Format the rows below as a numbered list, one row per number, omitting any blank lines.

Data items
━━━

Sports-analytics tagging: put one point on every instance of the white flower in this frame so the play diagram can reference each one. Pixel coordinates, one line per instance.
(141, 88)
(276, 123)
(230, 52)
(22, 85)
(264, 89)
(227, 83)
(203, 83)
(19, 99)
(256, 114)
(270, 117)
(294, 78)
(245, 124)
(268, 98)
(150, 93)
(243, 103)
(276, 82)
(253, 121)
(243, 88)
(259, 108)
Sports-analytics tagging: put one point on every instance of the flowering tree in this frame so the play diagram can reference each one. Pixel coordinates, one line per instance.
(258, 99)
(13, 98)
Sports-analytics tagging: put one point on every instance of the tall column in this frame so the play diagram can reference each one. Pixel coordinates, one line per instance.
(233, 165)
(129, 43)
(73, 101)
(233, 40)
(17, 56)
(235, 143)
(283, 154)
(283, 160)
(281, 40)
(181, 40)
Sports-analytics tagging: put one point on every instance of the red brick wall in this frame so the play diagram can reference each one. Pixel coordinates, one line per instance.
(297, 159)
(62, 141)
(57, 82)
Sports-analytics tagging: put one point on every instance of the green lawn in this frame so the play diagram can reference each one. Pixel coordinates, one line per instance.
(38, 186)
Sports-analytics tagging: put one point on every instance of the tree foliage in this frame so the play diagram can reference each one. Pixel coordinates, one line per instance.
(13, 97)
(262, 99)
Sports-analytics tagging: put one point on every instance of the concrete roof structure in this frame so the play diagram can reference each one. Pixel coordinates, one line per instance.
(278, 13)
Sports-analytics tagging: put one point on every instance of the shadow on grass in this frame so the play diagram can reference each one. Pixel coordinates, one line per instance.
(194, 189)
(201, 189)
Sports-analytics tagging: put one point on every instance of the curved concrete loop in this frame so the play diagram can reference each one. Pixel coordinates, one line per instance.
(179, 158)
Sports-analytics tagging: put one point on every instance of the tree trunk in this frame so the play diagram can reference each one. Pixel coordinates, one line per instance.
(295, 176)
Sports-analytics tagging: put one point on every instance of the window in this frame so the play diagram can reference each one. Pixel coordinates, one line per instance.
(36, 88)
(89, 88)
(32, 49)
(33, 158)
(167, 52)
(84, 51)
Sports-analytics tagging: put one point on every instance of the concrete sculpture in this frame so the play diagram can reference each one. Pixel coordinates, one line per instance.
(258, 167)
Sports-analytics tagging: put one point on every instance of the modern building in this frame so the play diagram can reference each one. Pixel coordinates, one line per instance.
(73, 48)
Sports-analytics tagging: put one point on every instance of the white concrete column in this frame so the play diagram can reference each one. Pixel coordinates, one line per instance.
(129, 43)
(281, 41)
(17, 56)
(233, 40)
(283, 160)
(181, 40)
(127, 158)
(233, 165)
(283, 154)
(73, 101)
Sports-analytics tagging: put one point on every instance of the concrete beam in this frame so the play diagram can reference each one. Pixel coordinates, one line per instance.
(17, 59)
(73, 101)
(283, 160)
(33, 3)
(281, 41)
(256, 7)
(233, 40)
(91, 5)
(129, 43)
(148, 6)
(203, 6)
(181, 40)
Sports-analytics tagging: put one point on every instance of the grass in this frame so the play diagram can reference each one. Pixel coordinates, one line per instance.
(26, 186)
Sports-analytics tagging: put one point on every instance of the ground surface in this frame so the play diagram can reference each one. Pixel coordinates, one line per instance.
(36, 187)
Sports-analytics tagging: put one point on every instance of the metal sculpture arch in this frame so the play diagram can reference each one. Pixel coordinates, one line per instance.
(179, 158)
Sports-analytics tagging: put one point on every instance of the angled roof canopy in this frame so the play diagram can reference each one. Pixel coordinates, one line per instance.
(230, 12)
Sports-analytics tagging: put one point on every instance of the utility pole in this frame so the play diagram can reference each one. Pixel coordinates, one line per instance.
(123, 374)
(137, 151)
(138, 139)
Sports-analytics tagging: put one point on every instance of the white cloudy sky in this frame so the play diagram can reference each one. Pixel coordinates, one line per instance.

━━━

§ RIGHT ANSWER
1. Sports-analytics tagging: put one point on every instance of the white flower in this frame so the play diagram can reference each one. Pixel coordinates, one line per instance.
2. (141, 88)
3. (276, 123)
4. (230, 52)
5. (22, 85)
6. (264, 89)
7. (227, 83)
8. (203, 83)
9. (19, 99)
10. (256, 114)
11. (270, 117)
12. (294, 78)
13. (245, 124)
14. (268, 98)
15. (150, 93)
16. (243, 103)
17. (276, 82)
18. (253, 121)
19. (243, 88)
20. (259, 108)
21. Sports-analytics tagging: put one point on every instance of the flowering tree in this frame so the play diagram can reference each one. Pixel coordinates, one line per instance.
22. (258, 99)
23. (13, 98)
24. Sports-analytics tagging: put one point on every instance of the tall column in this frame so the play diagram can reference each one. Pixel coordinates, one line per instance.
25. (233, 165)
26. (129, 43)
27. (73, 101)
28. (233, 40)
29. (17, 56)
30. (235, 143)
31. (283, 154)
32. (283, 160)
33. (281, 40)
34. (181, 40)
35. Sports-analytics tagging: put one point on every instance of the red brick wall in this frame so the play diagram can reference each one. Pixel coordinates, one line per instance.
36. (297, 159)
37. (62, 141)
38. (57, 82)
39. Sports-analytics tagging: put one point on every instance of the green lawn in this frame so the play diagram can reference each one. Pixel coordinates, one line per instance.
40. (38, 186)
41. Sports-analytics tagging: put one point on every instance of the tree foliage in this frame so the play diagram can reference each one. Pixel coordinates, one line per instance.
42. (13, 97)
43. (262, 99)
44. Sports-analytics tagging: put one point on every instance of the concrete roof structure in this frame so the play diagram can reference each one. Pixel coordinates, one line per instance.
45. (278, 13)
46. Sports-analytics tagging: put one point on every instance of the shadow on grass in this frame so the play diagram can reference each one. Pixel coordinates, one line per instance.
47. (194, 189)
48. (201, 189)
49. Sports-analytics tagging: put one point on every instance of the curved concrete loop in this frame so the play diagram can reference each one. Pixel coordinates, one line per instance.
50. (179, 158)
51. Sports-analytics tagging: put one point on every instance of the tree trunk in this frame so the play diagram can reference each one. Pixel coordinates, one line per instance.
52. (295, 176)
53. Sports-analytics tagging: put one point on every instance of the window in this frame so the play diagram can reference each one. Pixel coordinates, one line per instance.
54. (36, 88)
55. (89, 88)
56. (32, 49)
57. (33, 158)
58. (167, 52)
59. (84, 51)
60. Sports-analytics tagging: put one point on every instance of the concrete sculpture in this frame so the play diagram can reference each one. Pixel coordinates, one line per instance.
61. (258, 167)
62. Sports-analytics tagging: put one point on every instance of the modern building in this frame so the play diagram can reference each one. Pixel coordinates, one line per instance.
63. (73, 48)
64. Sports-analytics tagging: put one point on every instance of the white concrete column in this frame so the play diagram can reference each one. Pixel coordinates, one line per instance.
65. (129, 43)
66. (281, 41)
67. (17, 56)
68. (233, 40)
69. (283, 160)
70. (181, 40)
71. (127, 158)
72. (233, 165)
73. (283, 154)
74. (73, 101)
75. Sports-analytics tagging: put one point on every instance of the concrete beam in this frame so the play diagram can reference each one. Pixel coordinates, one line per instance.
76. (17, 59)
77. (73, 101)
78. (283, 160)
79. (33, 3)
80. (281, 41)
81. (256, 7)
82. (233, 40)
83. (91, 5)
84. (129, 43)
85. (148, 6)
86. (203, 6)
87. (181, 40)
88. Sports-analytics tagging: put one point on every instance of the grass in this frame so the play diagram can reference each one. Pixel coordinates, one line per instance.
89. (26, 186)
90. Sports-analytics tagging: put one point on every instance of the ground surface in this frame so the play diagram can reference each one. Pixel coordinates, one line per instance.
91. (36, 187)
92. Sports-analytics tagging: put one point on every instance of the metal sculpture arch in this frame so the play diagram can reference each one. Pixel coordinates, one line per instance.
93. (179, 158)
94. Sports-analytics tagging: put one point on every instance of the angled roof canopy in this frame so the play diagram can reference each one. Pixel coordinates, one line per instance.
95. (230, 12)
96. Sports-analytics tagging: put one point on every instance of the utility pole in this frame so the play diagram can reference each one. Pixel coordinates, one line per instance.
97. (123, 374)
98. (137, 151)
99. (138, 139)
100. Sports-analytics tagging: put one point on every instance of the white cloudy sky in this frame so the play diagram can reference each one. Pixel coordinates, one line per instance.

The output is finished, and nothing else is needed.